> _To be done_: Can you gather and copy every line of the entries below that contains the word "toyota"? Matches are case-sensitive.

Entries contained in a dataset:
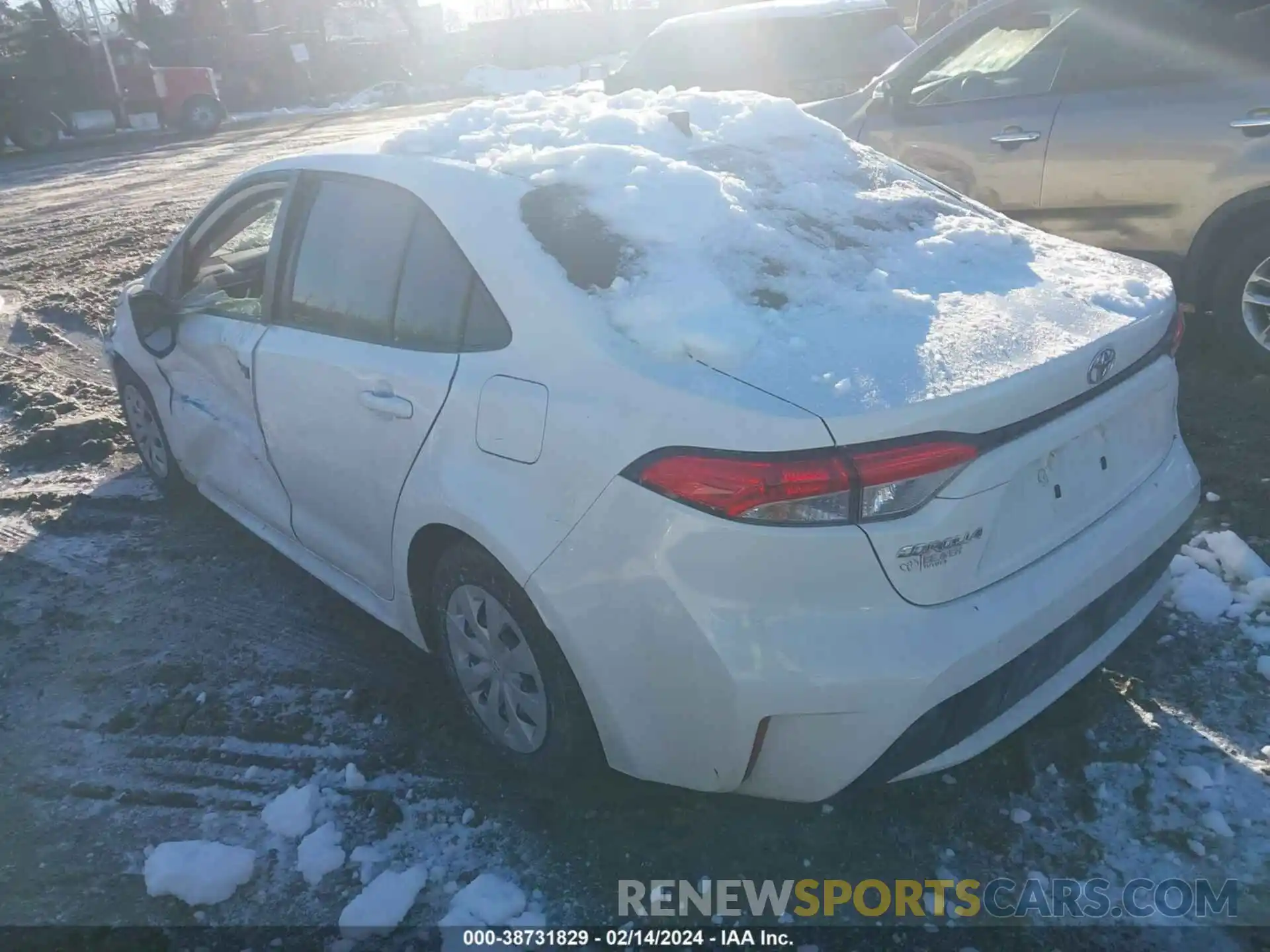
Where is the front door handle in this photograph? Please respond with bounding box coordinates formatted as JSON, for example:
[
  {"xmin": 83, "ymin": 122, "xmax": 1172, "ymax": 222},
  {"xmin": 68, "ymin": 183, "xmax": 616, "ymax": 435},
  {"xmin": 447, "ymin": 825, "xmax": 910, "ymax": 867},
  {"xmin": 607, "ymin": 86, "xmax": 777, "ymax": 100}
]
[
  {"xmin": 357, "ymin": 389, "xmax": 414, "ymax": 420},
  {"xmin": 992, "ymin": 126, "xmax": 1040, "ymax": 146},
  {"xmin": 1230, "ymin": 109, "xmax": 1270, "ymax": 135}
]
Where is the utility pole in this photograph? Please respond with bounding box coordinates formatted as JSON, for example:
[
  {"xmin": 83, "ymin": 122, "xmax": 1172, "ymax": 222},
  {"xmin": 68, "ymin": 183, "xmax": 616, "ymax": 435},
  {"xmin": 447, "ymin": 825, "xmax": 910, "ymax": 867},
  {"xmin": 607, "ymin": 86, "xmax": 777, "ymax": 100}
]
[
  {"xmin": 87, "ymin": 0, "xmax": 128, "ymax": 128},
  {"xmin": 75, "ymin": 0, "xmax": 93, "ymax": 42}
]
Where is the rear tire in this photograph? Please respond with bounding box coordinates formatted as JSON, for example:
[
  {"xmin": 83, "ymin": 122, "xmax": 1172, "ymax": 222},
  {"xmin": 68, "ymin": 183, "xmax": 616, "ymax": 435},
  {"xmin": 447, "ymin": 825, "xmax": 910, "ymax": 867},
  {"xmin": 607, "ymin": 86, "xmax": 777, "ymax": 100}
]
[
  {"xmin": 116, "ymin": 362, "xmax": 192, "ymax": 499},
  {"xmin": 1213, "ymin": 226, "xmax": 1270, "ymax": 372},
  {"xmin": 181, "ymin": 95, "xmax": 225, "ymax": 136},
  {"xmin": 9, "ymin": 113, "xmax": 61, "ymax": 152},
  {"xmin": 431, "ymin": 539, "xmax": 599, "ymax": 775}
]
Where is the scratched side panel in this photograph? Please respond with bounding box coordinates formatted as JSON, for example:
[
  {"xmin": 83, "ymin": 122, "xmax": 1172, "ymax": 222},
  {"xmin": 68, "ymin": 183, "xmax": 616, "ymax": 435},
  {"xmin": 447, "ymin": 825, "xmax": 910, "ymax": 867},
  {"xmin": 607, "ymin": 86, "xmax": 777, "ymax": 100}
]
[{"xmin": 159, "ymin": 313, "xmax": 291, "ymax": 536}]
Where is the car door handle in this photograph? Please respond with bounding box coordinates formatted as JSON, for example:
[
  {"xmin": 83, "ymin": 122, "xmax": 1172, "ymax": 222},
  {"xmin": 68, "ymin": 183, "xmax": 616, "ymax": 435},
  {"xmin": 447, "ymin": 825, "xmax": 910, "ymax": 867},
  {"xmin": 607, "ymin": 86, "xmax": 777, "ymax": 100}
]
[
  {"xmin": 357, "ymin": 389, "xmax": 414, "ymax": 420},
  {"xmin": 1230, "ymin": 112, "xmax": 1270, "ymax": 131},
  {"xmin": 992, "ymin": 128, "xmax": 1040, "ymax": 146}
]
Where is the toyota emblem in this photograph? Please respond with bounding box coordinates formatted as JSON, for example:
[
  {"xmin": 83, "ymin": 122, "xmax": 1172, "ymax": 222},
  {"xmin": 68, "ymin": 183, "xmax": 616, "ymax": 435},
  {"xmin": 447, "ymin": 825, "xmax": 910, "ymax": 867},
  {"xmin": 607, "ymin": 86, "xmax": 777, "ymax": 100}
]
[{"xmin": 1085, "ymin": 346, "xmax": 1115, "ymax": 387}]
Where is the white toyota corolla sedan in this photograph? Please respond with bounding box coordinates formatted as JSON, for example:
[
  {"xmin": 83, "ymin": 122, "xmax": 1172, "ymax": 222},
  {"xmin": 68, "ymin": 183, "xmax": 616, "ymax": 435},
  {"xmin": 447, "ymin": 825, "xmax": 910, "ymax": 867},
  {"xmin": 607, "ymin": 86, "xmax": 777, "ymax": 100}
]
[{"xmin": 106, "ymin": 90, "xmax": 1199, "ymax": 801}]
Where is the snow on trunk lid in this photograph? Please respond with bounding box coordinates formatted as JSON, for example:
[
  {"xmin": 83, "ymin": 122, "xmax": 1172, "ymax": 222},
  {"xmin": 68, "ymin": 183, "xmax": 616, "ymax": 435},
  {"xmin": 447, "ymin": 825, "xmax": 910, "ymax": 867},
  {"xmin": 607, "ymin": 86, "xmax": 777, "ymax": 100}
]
[{"xmin": 384, "ymin": 90, "xmax": 1173, "ymax": 424}]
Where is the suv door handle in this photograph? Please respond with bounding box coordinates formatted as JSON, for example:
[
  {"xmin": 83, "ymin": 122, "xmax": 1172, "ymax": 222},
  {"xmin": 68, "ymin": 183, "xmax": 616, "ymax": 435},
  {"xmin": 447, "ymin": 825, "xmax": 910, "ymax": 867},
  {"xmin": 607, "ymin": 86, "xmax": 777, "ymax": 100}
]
[
  {"xmin": 992, "ymin": 126, "xmax": 1040, "ymax": 146},
  {"xmin": 357, "ymin": 389, "xmax": 414, "ymax": 420}
]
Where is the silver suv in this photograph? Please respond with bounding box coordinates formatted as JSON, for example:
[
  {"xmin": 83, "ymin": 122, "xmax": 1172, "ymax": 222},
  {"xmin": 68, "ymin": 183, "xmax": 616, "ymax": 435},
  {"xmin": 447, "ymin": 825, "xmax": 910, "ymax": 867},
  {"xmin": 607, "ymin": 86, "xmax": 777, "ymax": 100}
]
[{"xmin": 806, "ymin": 0, "xmax": 1270, "ymax": 368}]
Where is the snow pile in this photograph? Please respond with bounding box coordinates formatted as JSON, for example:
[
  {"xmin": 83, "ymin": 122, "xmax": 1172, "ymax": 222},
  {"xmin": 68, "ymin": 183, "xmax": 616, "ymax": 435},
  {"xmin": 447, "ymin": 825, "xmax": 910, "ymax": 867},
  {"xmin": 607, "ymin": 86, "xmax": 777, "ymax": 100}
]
[
  {"xmin": 296, "ymin": 822, "xmax": 344, "ymax": 886},
  {"xmin": 142, "ymin": 840, "xmax": 255, "ymax": 906},
  {"xmin": 438, "ymin": 873, "xmax": 537, "ymax": 926},
  {"xmin": 382, "ymin": 89, "xmax": 1173, "ymax": 413},
  {"xmin": 261, "ymin": 783, "xmax": 318, "ymax": 839},
  {"xmin": 339, "ymin": 865, "xmax": 428, "ymax": 934},
  {"xmin": 1168, "ymin": 530, "xmax": 1270, "ymax": 629}
]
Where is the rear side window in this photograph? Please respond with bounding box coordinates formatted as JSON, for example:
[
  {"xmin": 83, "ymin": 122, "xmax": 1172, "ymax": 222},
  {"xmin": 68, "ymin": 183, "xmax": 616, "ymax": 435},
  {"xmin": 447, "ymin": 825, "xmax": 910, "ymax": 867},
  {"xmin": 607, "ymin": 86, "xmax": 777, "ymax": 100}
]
[
  {"xmin": 288, "ymin": 179, "xmax": 418, "ymax": 344},
  {"xmin": 392, "ymin": 208, "xmax": 472, "ymax": 350}
]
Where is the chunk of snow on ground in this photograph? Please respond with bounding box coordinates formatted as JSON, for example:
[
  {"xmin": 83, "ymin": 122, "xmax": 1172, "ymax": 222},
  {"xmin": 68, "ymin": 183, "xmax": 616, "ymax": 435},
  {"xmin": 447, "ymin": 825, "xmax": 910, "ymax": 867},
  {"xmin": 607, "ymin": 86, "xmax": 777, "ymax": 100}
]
[
  {"xmin": 1172, "ymin": 571, "xmax": 1234, "ymax": 622},
  {"xmin": 384, "ymin": 90, "xmax": 1173, "ymax": 414},
  {"xmin": 344, "ymin": 764, "xmax": 366, "ymax": 789},
  {"xmin": 348, "ymin": 847, "xmax": 388, "ymax": 886},
  {"xmin": 1177, "ymin": 764, "xmax": 1213, "ymax": 789},
  {"xmin": 1199, "ymin": 810, "xmax": 1234, "ymax": 839},
  {"xmin": 339, "ymin": 865, "xmax": 428, "ymax": 933},
  {"xmin": 142, "ymin": 840, "xmax": 255, "ymax": 906},
  {"xmin": 261, "ymin": 783, "xmax": 318, "ymax": 839},
  {"xmin": 1193, "ymin": 530, "xmax": 1270, "ymax": 582},
  {"xmin": 439, "ymin": 873, "xmax": 526, "ymax": 926},
  {"xmin": 296, "ymin": 822, "xmax": 344, "ymax": 886}
]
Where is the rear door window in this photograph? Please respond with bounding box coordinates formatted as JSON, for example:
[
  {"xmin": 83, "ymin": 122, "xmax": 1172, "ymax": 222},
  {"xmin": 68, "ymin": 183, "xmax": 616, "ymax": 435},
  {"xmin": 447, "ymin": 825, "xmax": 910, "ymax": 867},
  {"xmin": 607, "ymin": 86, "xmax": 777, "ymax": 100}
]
[
  {"xmin": 284, "ymin": 178, "xmax": 419, "ymax": 344},
  {"xmin": 910, "ymin": 3, "xmax": 1076, "ymax": 105}
]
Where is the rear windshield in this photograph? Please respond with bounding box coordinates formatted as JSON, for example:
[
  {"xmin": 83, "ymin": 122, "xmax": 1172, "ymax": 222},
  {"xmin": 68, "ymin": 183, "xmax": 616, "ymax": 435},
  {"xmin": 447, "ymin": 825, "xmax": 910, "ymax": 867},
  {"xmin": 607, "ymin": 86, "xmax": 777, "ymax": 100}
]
[{"xmin": 618, "ymin": 9, "xmax": 914, "ymax": 93}]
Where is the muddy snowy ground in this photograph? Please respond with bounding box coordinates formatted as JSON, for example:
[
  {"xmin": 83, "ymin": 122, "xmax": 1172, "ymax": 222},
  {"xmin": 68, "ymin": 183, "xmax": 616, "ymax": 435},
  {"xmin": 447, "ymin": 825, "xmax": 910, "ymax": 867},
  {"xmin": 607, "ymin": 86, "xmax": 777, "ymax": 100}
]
[{"xmin": 0, "ymin": 106, "xmax": 1270, "ymax": 948}]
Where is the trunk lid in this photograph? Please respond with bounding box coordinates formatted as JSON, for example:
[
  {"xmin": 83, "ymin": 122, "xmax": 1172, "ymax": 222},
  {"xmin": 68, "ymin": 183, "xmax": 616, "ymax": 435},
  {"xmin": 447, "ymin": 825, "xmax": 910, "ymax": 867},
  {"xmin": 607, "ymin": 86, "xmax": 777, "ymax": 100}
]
[{"xmin": 863, "ymin": 358, "xmax": 1179, "ymax": 606}]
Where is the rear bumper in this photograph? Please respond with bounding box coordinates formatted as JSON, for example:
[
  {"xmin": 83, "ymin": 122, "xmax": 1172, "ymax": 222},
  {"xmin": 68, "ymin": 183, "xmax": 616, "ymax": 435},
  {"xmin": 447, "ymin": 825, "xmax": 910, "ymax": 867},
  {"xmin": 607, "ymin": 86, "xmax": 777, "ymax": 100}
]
[{"xmin": 529, "ymin": 436, "xmax": 1199, "ymax": 801}]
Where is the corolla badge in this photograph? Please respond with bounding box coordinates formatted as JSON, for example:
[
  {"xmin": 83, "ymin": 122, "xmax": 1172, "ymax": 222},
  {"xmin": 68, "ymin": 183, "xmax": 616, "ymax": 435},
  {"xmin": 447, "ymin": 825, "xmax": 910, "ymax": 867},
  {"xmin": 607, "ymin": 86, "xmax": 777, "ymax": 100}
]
[{"xmin": 1085, "ymin": 346, "xmax": 1115, "ymax": 387}]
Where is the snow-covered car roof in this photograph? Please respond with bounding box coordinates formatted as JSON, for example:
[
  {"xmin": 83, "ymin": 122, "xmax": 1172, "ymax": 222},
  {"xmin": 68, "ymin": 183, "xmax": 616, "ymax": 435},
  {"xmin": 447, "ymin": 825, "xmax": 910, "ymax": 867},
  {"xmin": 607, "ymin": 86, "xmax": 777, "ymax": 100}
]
[
  {"xmin": 384, "ymin": 90, "xmax": 1172, "ymax": 405},
  {"xmin": 265, "ymin": 90, "xmax": 1173, "ymax": 413},
  {"xmin": 649, "ymin": 0, "xmax": 889, "ymax": 36}
]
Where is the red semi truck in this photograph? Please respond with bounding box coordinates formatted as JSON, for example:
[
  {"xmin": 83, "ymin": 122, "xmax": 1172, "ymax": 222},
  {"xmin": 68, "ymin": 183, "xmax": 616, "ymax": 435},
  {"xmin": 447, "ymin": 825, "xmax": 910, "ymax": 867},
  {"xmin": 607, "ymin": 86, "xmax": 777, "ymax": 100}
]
[{"xmin": 0, "ymin": 0, "xmax": 225, "ymax": 151}]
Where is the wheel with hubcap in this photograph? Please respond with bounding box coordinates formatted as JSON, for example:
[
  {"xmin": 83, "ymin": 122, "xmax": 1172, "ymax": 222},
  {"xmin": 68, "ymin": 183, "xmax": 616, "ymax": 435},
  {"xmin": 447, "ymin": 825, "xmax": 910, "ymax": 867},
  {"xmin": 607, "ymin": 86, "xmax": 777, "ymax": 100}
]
[
  {"xmin": 9, "ymin": 113, "xmax": 60, "ymax": 152},
  {"xmin": 181, "ymin": 95, "xmax": 222, "ymax": 136},
  {"xmin": 118, "ymin": 366, "xmax": 189, "ymax": 495},
  {"xmin": 1213, "ymin": 226, "xmax": 1270, "ymax": 371},
  {"xmin": 432, "ymin": 541, "xmax": 598, "ymax": 772}
]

> _Response to this exercise_:
Where is the toyota emblem in this photograph? Please respond with bounding box coordinates formatted as JSON, for example:
Where is the white toyota corolla sedan in this photograph? Please respond with bounding box coordinates formatted as JSON, for example:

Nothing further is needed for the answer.